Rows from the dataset
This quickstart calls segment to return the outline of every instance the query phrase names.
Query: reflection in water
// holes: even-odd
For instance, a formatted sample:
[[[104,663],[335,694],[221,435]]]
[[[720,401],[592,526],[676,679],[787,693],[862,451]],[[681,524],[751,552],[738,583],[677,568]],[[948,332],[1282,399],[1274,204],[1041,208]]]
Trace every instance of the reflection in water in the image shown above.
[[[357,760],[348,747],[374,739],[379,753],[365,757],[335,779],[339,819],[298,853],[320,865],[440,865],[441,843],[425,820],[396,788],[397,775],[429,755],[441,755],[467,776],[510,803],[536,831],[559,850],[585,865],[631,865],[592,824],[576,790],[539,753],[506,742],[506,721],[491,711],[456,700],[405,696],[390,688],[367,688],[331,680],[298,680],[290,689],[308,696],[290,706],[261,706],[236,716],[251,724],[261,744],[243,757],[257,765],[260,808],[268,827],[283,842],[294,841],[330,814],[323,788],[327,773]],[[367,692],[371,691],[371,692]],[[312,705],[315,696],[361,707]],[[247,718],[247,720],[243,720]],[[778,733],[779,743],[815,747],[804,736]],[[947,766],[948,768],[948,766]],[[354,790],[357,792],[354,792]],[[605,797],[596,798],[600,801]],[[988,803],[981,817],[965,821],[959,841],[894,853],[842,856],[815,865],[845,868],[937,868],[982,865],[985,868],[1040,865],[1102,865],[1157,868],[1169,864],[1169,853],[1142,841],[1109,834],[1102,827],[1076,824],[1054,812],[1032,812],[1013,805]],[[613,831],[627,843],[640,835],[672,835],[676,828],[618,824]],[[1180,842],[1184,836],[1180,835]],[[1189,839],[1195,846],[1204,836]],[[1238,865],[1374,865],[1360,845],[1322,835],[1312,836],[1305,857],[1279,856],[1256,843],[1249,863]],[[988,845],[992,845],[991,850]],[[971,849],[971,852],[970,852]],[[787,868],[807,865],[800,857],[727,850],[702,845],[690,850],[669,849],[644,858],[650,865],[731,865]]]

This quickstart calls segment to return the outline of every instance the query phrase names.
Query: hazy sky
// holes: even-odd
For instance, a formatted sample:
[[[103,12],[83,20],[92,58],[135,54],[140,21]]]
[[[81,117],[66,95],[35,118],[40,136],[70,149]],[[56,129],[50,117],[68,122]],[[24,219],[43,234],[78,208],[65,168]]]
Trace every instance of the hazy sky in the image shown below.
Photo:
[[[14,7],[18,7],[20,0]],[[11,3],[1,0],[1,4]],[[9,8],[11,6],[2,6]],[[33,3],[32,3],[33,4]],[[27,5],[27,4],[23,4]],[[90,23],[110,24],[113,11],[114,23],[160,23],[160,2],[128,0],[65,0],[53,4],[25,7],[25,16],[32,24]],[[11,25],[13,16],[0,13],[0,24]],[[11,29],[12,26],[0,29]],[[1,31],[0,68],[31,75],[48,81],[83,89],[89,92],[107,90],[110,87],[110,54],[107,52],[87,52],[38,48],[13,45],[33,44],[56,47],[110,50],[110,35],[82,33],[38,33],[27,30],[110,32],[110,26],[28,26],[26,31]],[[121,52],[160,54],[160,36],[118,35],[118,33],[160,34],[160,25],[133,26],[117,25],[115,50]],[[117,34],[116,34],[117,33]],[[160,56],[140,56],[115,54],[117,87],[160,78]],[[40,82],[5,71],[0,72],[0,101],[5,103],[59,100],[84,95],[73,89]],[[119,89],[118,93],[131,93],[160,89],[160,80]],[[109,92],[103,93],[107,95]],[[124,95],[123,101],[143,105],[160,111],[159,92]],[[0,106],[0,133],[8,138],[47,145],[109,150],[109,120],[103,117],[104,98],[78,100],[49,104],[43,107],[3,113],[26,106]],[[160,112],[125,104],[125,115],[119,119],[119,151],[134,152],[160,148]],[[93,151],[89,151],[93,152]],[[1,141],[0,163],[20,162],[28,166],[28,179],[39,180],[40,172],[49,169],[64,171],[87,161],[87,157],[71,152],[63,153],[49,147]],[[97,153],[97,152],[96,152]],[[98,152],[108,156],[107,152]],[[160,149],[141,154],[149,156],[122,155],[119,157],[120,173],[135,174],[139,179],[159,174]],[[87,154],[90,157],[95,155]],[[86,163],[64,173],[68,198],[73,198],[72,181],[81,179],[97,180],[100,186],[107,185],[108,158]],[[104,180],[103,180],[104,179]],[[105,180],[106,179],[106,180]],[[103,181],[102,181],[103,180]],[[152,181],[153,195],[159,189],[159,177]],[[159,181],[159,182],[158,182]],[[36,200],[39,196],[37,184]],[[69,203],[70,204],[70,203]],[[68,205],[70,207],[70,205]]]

> [What you have to do]: Return all of the lines above verbatim, without changing anything.

> [The solution]:
This quickstart calls segment to return the outline of every instance the query phrase names.
Query: reflection in water
// holes: even-odd
For instance, a formatted sample:
[[[104,663],[335,694],[221,435]]]
[[[720,401],[592,526],[676,679],[787,693],[862,451]],[[681,524],[751,552],[738,583],[677,568]],[[948,332],[1282,399],[1274,204],[1041,208]]]
Trace every instance of the reflection in water in the image shown above.
[[[357,760],[348,747],[374,739],[379,753],[365,757],[335,779],[339,819],[298,853],[320,865],[440,865],[441,843],[425,820],[396,788],[397,775],[429,755],[441,755],[467,776],[510,803],[536,831],[559,850],[585,865],[631,865],[592,824],[576,790],[539,753],[506,742],[506,721],[491,711],[456,700],[405,696],[390,688],[367,688],[331,680],[298,680],[290,689],[308,696],[290,706],[261,706],[236,716],[251,724],[261,744],[243,757],[257,765],[260,808],[268,827],[283,842],[294,841],[330,814],[323,788],[327,773]],[[367,692],[371,691],[371,692]],[[312,705],[315,696],[361,707]],[[247,718],[247,720],[243,720]],[[778,733],[779,743],[815,747],[804,736]],[[947,766],[948,768],[948,766]],[[354,790],[357,792],[354,792]],[[605,797],[596,798],[600,801]],[[988,803],[981,817],[965,821],[959,841],[894,853],[842,856],[815,865],[845,868],[937,868],[982,865],[985,868],[1040,865],[1102,865],[1157,868],[1169,864],[1169,853],[1142,841],[1109,834],[1102,827],[1076,824],[1054,812],[1032,812],[1013,805]],[[613,831],[627,843],[640,835],[672,835],[676,828],[618,824]],[[1180,842],[1184,836],[1180,835]],[[1189,839],[1195,846],[1204,836]],[[1238,865],[1374,865],[1360,845],[1322,835],[1312,836],[1305,857],[1279,856],[1256,843],[1249,863]],[[988,845],[992,845],[991,850]],[[971,849],[971,852],[970,852]],[[787,868],[807,865],[800,857],[727,850],[702,845],[690,850],[669,849],[644,858],[650,865],[731,865]]]

This quickstart calls segment to return the outline of every instance the query phrase names.
Query: hazy sky
// holes: even-odd
For instance, a formatted sample:
[[[103,12],[83,20],[92,58],[135,54],[140,21]]]
[[[81,117],[66,95],[35,118],[40,136],[70,149]],[[56,129],[50,117],[68,122]],[[24,219],[43,234],[78,208],[65,168]]]
Trace every instance of the hazy sky in the image shown below.
Photo:
[[[14,7],[18,7],[20,0]],[[11,3],[1,0],[1,4]],[[9,8],[11,6],[2,6]],[[33,3],[32,3],[33,4]],[[27,5],[27,4],[23,4]],[[90,23],[110,24],[113,11],[114,23],[160,23],[160,2],[128,0],[65,0],[53,4],[25,7],[25,16],[32,24]],[[11,25],[13,16],[0,13],[0,24]],[[11,29],[12,26],[0,29]],[[1,31],[0,68],[31,75],[48,81],[83,89],[89,92],[107,90],[110,87],[110,54],[107,52],[87,52],[38,48],[13,45],[33,44],[56,47],[110,50],[110,35],[82,33],[38,33],[27,30],[110,32],[110,26],[28,26],[26,31]],[[121,52],[160,54],[160,36],[118,35],[118,33],[160,34],[160,25],[133,26],[117,25],[115,50]],[[117,34],[116,34],[117,33]],[[160,56],[140,56],[115,54],[117,87],[160,78]],[[40,82],[5,71],[0,72],[0,101],[5,103],[59,100],[84,95],[73,89]],[[119,89],[118,93],[131,93],[160,89],[160,80]],[[109,92],[103,93],[107,95]],[[124,95],[123,101],[143,105],[160,111],[159,92]],[[0,106],[0,133],[8,138],[47,145],[109,150],[109,120],[103,117],[104,98],[78,100],[49,104],[43,107],[3,113],[26,106]],[[160,112],[125,104],[125,115],[119,119],[119,151],[134,152],[160,148]],[[93,151],[89,151],[93,152]],[[1,141],[0,163],[20,162],[28,166],[28,179],[39,180],[40,172],[49,169],[64,171],[87,161],[87,157],[71,152],[63,153],[49,147]],[[97,153],[97,152],[96,152]],[[98,152],[108,156],[107,152]],[[160,149],[141,154],[149,156],[122,155],[119,157],[120,173],[135,174],[139,179],[159,174]],[[87,154],[90,157],[95,155]],[[86,163],[64,173],[68,198],[73,198],[72,181],[81,179],[97,180],[100,186],[107,185],[108,158]],[[104,180],[103,180],[104,179]],[[105,180],[106,179],[106,180]],[[103,181],[102,181],[103,180]],[[152,181],[153,195],[159,189],[159,177]],[[159,181],[159,182],[158,182]],[[36,200],[39,196],[37,184]],[[69,203],[70,204],[70,203]],[[68,205],[70,207],[70,205]]]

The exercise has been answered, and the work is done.